> _Selection_
[start]

Back in July, Cravath Swaine & Moore increased its starting salary for these professionals by 11% - up to $180,000 – as a means of attracting top talent. This move has arguably reignited a battle in associate pay that hasn’t been seen since around 2007. As a result of this hike, firms across the states and Europe have, in turn, increased their offering in order to ‘out-do’ the competition and attract these highly-sought-after entry level skills.

While many elite firms have absorbed these costs with little concerns, the picture isn’t the same across the board. According to the Citi report, these salary increases are causing expenses to grow fast across the industry, in many cases, faster than revenue growth itself. As a result profit margins are being severely impacted.

Commenting on these results, David Altuna, a senior vice president and client adviser in the Citi Law Firm Group, explained “Lawyer compensation expenses went from 3.0 to 4.1%. That’s the growth. To really zero in on that you have to look at headcount. Well, headcount was up 1.8% at the halfway mark and it came down to 1.6%. It wasn’t an increase in headcount that drove compensation growth and so we think it’s the associate compensation increases.”

As Altuna went on to clarify, the impact this hike in pay will have on end of year results is significant, “It looks likely that 2016 will come a bit short of 2015 in terms of profit and revenue growth, and we can point to a lot of factors — the change of administration, the implications of Brexit, associate compensation.”

[end]

(Point placement lines)

[start]

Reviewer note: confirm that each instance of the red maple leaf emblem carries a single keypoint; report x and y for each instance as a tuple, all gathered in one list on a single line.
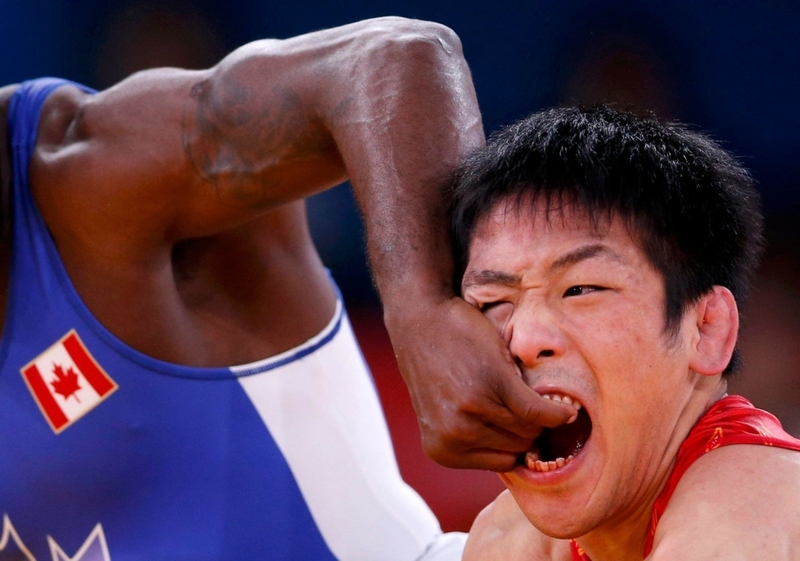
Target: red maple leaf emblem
[(66, 383)]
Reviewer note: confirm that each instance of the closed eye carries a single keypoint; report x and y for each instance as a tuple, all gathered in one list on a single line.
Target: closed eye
[(580, 290), (486, 306)]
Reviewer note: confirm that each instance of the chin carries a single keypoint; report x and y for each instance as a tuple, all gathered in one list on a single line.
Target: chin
[(557, 518)]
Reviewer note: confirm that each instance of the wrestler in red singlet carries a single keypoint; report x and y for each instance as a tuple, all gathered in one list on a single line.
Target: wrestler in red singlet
[(732, 420)]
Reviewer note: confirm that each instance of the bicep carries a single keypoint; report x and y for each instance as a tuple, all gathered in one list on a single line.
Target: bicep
[(201, 150)]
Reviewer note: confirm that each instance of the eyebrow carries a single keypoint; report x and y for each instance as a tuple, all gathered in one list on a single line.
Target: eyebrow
[(477, 278), (584, 253)]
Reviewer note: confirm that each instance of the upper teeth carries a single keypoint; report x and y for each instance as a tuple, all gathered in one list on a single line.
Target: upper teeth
[(563, 399)]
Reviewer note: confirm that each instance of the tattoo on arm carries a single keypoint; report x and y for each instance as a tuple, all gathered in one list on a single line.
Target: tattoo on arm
[(234, 135)]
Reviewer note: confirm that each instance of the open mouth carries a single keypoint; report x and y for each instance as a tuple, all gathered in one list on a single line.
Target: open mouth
[(557, 447)]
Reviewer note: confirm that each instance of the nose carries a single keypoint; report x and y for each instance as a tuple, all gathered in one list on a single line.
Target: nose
[(533, 336)]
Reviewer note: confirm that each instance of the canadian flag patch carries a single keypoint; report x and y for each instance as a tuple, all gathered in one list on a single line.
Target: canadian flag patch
[(67, 382)]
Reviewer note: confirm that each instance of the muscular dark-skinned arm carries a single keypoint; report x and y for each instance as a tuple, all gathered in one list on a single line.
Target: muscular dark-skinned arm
[(473, 408), (388, 103)]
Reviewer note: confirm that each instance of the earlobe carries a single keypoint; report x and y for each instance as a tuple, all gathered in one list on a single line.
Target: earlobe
[(718, 328)]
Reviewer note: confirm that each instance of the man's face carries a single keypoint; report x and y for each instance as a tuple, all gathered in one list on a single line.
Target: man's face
[(582, 312)]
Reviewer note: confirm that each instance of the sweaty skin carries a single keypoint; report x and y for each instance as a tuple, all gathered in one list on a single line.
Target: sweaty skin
[(581, 309), (175, 199)]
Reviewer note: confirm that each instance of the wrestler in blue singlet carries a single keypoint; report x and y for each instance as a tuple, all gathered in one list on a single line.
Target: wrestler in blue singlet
[(106, 453)]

[end]

> _Set task A_
According to the associate pay text, to what amount did Cravath Swaine & Moore raise its starting salary?
> _Set task B_
In the associate pay text, change "competition" to "rivals" and write out the part that opens with the words containing "Back in July, Cravath" and closes with "being severely impacted.".

> _Worked answer A_
$180,000

> _Worked answer B_
Back in July, Cravath Swaine & Moore increased its starting salary for these professionals by 11% - up to $180,000 – as a means of attracting top talent. This move has arguably reignited a battle in associate pay that hasn’t been seen since around 2007. As a result of this hike, firms across the states and Europe have, in turn, increased their offering in order to ‘out-do’ the rivals and attract these highly-sought-after entry level skills.

While many elite firms have absorbed these costs with little concerns, the picture isn’t the same across the board. According to the Citi report, these salary increases are causing expenses to grow fast across the industry, in many cases, faster than revenue growth itself. As a result profit margins are being severely impacted.